» Reading passage:
▶

3.2 Each of SCHC and FENQIU YUAN,HAN WANG AND YUFEN ZHANG represents and warrants respectively to the other as follows:

(a) Each of SCHC and FENQIU YUAN,HAN WANG AND YUFEN ZHANG warrants that has taken all necessary actions for the execution and performance of this Agreement.

(b) Except as otherwise disclosed, the performance of the transaction contemplated hereunder is not subject to the consent, approval or order of any governmental authorities or any other third parties, nor is it subject to any conditions precedent as registration with, qualification verification by or document delivery to any governmental authorities or any other third parties.

4.  COVENANTS OF THE SELLERS
 
4.1 FENQIU YUAN,HAN WANG AND YUFEN ZHANG covenant that if there are more than ten wells that cannot be used and if there is more than 200 meters of pipeline that cannot be used located at the Leased Premises, the Sellers will deduct an amount equal to 2 times the total replacement value of such wells and pipelines from the Purchase Price.
 

 
4.2 FENQIU YUAN,HAN WANG AND YUFEN ZHANG covenant that upon the Closing, the contract signed between FENQIU YUAN,HAN WANG and YUFEN ZHANG and the village for 6.52KM2 property’s 50 years lease will be automatically canceled, and  FENQIU YUAN,HAN WANG AND YUFEN ZHANG will help SCHC to sign a new 50 years land lease contract with the village, and if the Sellers do not provide such assistance, the  Sellers would have to pay SCHC 10% of the Security Deposit as the compensation fee.

4.3 As of the Closing, FENQIU YUAN,HAN WANG AND YUFEN ZHANG shall cancel the employment contract with any previous employees and  pay staff wages and compensation according to relevant national laws and regulations.

4.4 As of the Closing, FENQIU YUAN,HAN WANG AND YUFEN ZHANG shall settle all the contacts with original suppliers and customers, and shall pay at Closing, or be bound in their individual capacities to pay all the corresponding debt and obligations.

◀

» What is expected: Retype the contract excerpt on the sellers' warranties and covenants in full, word for word. The entries that follow were taken from a different source than the contract excerpt.

» Raw records:
▶

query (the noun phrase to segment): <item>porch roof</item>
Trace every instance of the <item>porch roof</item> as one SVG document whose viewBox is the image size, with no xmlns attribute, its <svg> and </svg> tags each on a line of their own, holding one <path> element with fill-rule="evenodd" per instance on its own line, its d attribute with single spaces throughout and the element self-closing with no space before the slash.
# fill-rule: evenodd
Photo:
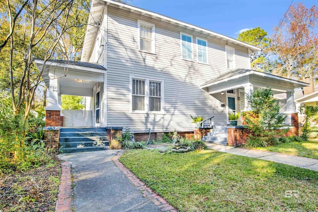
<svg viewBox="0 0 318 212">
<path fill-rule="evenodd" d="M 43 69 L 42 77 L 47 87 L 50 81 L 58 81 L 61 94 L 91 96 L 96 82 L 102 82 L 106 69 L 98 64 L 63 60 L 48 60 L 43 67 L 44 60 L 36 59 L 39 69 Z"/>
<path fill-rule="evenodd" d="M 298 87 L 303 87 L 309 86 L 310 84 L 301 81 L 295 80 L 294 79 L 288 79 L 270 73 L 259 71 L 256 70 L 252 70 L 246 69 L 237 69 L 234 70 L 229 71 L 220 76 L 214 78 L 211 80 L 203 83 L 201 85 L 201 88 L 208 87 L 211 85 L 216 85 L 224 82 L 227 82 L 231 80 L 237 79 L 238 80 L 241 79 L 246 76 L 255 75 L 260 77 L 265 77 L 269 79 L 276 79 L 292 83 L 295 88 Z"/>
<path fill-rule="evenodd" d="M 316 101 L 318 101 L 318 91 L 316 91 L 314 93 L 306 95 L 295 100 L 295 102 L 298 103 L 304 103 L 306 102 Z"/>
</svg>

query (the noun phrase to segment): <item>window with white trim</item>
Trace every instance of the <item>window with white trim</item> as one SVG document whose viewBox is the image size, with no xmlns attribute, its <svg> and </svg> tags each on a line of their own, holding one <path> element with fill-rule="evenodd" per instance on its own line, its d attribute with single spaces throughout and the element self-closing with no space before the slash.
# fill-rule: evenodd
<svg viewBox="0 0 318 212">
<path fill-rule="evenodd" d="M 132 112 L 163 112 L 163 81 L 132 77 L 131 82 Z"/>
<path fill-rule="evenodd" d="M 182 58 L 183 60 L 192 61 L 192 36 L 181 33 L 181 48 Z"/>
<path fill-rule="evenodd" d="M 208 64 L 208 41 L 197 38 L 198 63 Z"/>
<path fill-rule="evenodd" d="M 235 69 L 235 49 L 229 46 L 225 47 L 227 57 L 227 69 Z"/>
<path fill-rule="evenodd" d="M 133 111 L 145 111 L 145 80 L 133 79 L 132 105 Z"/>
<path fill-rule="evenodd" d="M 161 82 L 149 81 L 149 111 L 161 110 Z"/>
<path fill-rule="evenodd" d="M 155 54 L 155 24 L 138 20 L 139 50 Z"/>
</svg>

◀

» Task result:
3.2 Each of SCHC and FENQIU YUAN,HAN WANG AND YUFEN ZHANG represents and warrants respectively to the other as follows:

(a) Each of SCHC and FENQIU YUAN,HAN WANG AND YUFEN ZHANG warrants that has taken all necessary actions for the execution and performance of this Agreement.

(b) Except as otherwise disclosed, the performance of the transaction contemplated hereunder is not subject to the consent, approval or order of any governmental authorities or any other third parties, nor is it subject to any conditions precedent as registration with, qualification verification by or document delivery to any governmental authorities or any other third parties.

4.  COVENANTS OF THE SELLERS
 
4.1 FENQIU YUAN,HAN WANG AND YUFEN ZHANG covenant that if there are more than ten wells that cannot be used and if there is more than 200 meters of pipeline that cannot be used located at the Leased Premises, the Sellers will deduct an amount equal to 2 times the total replacement value of such wells and pipelines from the Purchase Price.
 

 
4.2 FENQIU YUAN,HAN WANG AND YUFEN ZHANG covenant that upon the Closing, the contract signed between FENQIU YUAN,HAN WANG and YUFEN ZHANG and the village for 6.52KM2 property’s 50 years lease will be automatically canceled, and  FENQIU YUAN,HAN WANG AND YUFEN ZHANG will help SCHC to sign a new 50 years land lease contract with the village, and if the Sellers do not provide such assistance, the  Sellers would have to pay SCHC 10% of the Security Deposit as the compensation fee.

4.3 As of the Closing, FENQIU YUAN,HAN WANG AND YUFEN ZHANG shall cancel the employment contract with any previous employees and  pay staff wages and compensation according to relevant national laws and regulations.

4.4 As of the Closing, FENQIU YUAN,HAN WANG AND YUFEN ZHANG shall settle all the contacts with original suppliers and customers, and shall pay at Closing, or be bound in their individual capacities to pay all the corresponding debt and obligations.